-- Umrisseinträge zu Bildern --
***
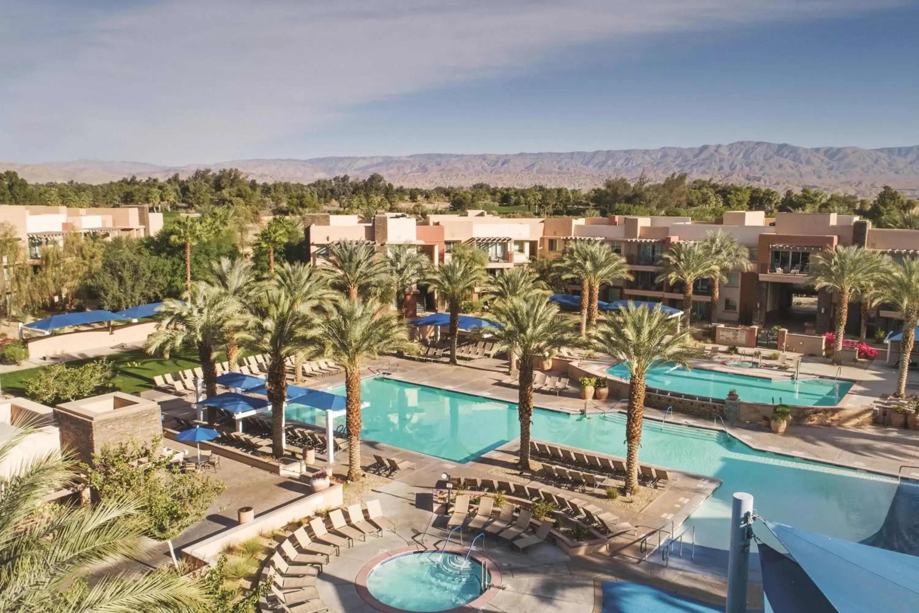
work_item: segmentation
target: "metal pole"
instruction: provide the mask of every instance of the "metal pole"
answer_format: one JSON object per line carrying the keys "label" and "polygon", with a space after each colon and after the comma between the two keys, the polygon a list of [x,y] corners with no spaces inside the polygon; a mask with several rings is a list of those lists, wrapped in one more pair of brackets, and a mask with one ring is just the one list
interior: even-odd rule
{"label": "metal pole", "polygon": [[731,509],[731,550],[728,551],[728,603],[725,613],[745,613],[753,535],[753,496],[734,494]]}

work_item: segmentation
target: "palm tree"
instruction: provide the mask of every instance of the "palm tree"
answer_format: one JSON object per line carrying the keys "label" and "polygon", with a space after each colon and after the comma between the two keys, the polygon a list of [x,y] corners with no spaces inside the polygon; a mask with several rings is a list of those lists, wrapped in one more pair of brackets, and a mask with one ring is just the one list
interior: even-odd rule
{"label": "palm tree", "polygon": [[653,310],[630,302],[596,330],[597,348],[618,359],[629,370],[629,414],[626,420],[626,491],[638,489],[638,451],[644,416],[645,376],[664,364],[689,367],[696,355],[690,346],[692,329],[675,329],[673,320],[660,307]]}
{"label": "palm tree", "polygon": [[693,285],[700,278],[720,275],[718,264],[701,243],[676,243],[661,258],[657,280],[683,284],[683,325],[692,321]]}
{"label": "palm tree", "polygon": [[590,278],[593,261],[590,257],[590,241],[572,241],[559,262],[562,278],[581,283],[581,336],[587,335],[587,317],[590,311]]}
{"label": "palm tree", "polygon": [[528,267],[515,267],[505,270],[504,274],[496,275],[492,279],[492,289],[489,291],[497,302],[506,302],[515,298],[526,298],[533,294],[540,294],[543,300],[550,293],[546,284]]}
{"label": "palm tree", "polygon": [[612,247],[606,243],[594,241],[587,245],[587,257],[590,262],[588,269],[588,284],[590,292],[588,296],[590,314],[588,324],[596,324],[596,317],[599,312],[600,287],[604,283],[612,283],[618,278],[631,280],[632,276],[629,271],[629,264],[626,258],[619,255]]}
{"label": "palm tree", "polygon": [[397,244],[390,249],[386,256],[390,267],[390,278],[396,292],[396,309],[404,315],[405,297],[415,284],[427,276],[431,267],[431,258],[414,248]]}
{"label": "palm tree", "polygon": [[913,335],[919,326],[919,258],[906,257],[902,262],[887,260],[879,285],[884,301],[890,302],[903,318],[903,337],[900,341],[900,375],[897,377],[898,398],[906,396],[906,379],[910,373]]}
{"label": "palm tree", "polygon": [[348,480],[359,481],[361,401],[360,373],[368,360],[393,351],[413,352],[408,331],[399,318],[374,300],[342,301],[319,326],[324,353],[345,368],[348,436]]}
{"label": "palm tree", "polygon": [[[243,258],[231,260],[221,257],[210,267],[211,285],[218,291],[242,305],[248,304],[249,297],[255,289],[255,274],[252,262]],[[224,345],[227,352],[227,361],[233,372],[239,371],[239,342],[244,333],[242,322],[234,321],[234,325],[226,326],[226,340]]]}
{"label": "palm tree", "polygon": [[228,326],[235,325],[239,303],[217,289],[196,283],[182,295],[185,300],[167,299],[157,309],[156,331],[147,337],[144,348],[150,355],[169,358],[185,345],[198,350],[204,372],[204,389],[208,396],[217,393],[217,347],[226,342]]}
***
-- AUFGABE --
Gib jede Zeile des Materials oben wieder, die die Zeichenfolge "pole" enthält. Achte dabei auf Groß- und Kleinschreibung.

-- LÖSUNG --
target: "metal pole"
instruction: provide the mask of every instance of the "metal pole"
{"label": "metal pole", "polygon": [[731,509],[731,550],[728,551],[728,603],[725,613],[745,613],[753,535],[753,496],[734,494]]}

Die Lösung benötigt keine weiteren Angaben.